Дорога бежит все тою же, изрезанною оврагами, каменистою, бесплодною степью. Горы с юга все ближе и ближе подходят к дороге и, наконец, круто поворачивая на север, почти смыкаются с горным массивом Хэй-Шаня. На оставшийся просвет нам указали, как на местоположение Цзя-юй-гуаня. Действительно, мы вскоре увидели там ее крылатые башни. А вот, наконец, и самая крепость…

Сероватое небо, серые горы, серая почва и серые стены… Но как все это выглядело красиво в своем сочетании! Как изящны были эти деревянные башни, венчавшие высокую стену Цзя-юй-гуаня! Во всем пройденном нами Китае мы не встречали стен выше и массивнее этих. Но, подъезжая к ним, невольно спрашиваешь себя: к чему они? Неужели китайцы еще не поняли, что при дальности современного орудийного и ружейного боя по меньшей мере бесцельны укрепления, подобные Цзя-юй-гуаню, который распланирован таким образом, что с соседних высот легко обстреливается вся его внутренность? Или рутина так глубоко въелась в природу китайца, что делает его слепым ко всему окружающему? Как бы то ни было, но с точки зрения китайского военного искусства, закончившего свое развитие в эпоху существования лучного боя и фитильного гладкоствольного ружья (эта эпоха не пережита еще, впрочем, западным Китаем и до настоящего времени), Цзя-юй-гуань представляет неприступную твердыню, в особенности с запада, куда крепость обращена фасом. Отсюда ворот крепости не видно; их защищает естественное возвышение, сложенное из глины и гальки. Только обогнув последнее, дорога вступает в ворота Цзя-юй-гуаня, миновать которые нет возможности каравану; или иначе надо избрать кружный путь на Инь-пань-фу-цзы и Цзинь-та-сы.

Ворота – самая слабая сторона китайских укреплений – здесь массивны и окованы железом, но подвешены не снаружи, как обыкновенно, а внутри стенного проема, имеющего значительную глубину и высоту. Из этого проема дорога вступает в почти квадратный двор, в котором помещается караульня с обычной арматурой [снаряжением] и таможенный пост, а затем сворачивает вправо и, минуя ворота в крепость, обходит последнюю по довольно узкому коридору между двух стен, наружной и собственно крепостной, заново оштукатуренных и имеющих не менее 10 м высоты. Этот коридор-улица выходит к южным воротам крепости, при повороте к которым выстроена изящная кумирня, посвященная богу войны – Гуан-ди.

Итак, стены Цзя-юй-гуаня великолепны. Но если пробраться через внутренние ворота в самую крепость, то нельзя не поразиться господствующим там запустением.

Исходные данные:
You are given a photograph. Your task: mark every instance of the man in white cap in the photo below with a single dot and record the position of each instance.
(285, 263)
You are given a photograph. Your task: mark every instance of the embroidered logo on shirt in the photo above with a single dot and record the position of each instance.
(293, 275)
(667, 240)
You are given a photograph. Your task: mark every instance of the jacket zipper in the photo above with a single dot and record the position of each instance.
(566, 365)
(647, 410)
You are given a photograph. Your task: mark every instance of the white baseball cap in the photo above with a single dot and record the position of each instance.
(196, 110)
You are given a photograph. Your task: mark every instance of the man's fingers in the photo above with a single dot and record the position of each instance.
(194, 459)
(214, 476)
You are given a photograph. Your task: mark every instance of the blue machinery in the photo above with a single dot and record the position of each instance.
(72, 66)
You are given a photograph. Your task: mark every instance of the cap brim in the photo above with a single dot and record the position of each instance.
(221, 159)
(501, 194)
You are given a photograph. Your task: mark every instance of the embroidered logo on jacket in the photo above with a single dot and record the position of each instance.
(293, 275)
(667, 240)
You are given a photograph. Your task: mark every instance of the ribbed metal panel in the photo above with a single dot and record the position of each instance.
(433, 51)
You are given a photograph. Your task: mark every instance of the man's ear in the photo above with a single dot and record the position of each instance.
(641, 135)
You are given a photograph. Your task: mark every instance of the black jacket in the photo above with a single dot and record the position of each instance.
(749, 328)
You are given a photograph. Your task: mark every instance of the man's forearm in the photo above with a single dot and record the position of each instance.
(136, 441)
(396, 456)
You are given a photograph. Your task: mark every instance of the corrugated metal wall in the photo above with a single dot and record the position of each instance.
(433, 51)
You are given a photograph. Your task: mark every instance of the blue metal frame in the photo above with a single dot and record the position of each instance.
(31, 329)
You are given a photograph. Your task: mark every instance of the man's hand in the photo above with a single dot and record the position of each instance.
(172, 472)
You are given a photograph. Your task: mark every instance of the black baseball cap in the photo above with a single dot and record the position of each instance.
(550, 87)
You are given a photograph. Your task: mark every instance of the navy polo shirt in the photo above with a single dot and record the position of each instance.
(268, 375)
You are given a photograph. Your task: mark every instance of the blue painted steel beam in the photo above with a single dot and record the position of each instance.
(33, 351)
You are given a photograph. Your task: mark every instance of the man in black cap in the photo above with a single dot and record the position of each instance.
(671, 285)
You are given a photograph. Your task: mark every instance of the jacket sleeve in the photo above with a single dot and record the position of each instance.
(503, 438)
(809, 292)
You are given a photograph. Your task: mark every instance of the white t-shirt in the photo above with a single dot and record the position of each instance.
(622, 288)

Задание 1 >> Изложите содержание текста о крепости Цзя-юй-гуань в двух предложениях.
Задание 2 >> Перечислите всё, что в тексте о крепости Цзя-юй-гуань названо серым или сероватым.

Решение 1 >> Крепость Цзя-юй-гуань стоит в просвете между горами и имеет самые высокие и массивные стены из всех, что путешественники встретили в Китае, хотя при дальности современного боя такие укрепления бесцельны, ведь с соседних высот легко обстреливается вся её внутренность. Дорога проходит через массивные, окованные железом ворота во двор с караульней и таможенным постом, а затем по коридору между двумя стенами ведёт к южным воротам, у которых стоит кумирня богу войны Гуан-ди; внутри же крепости царит запустение.

Решение 2 >> Небо, горы, почва, стены.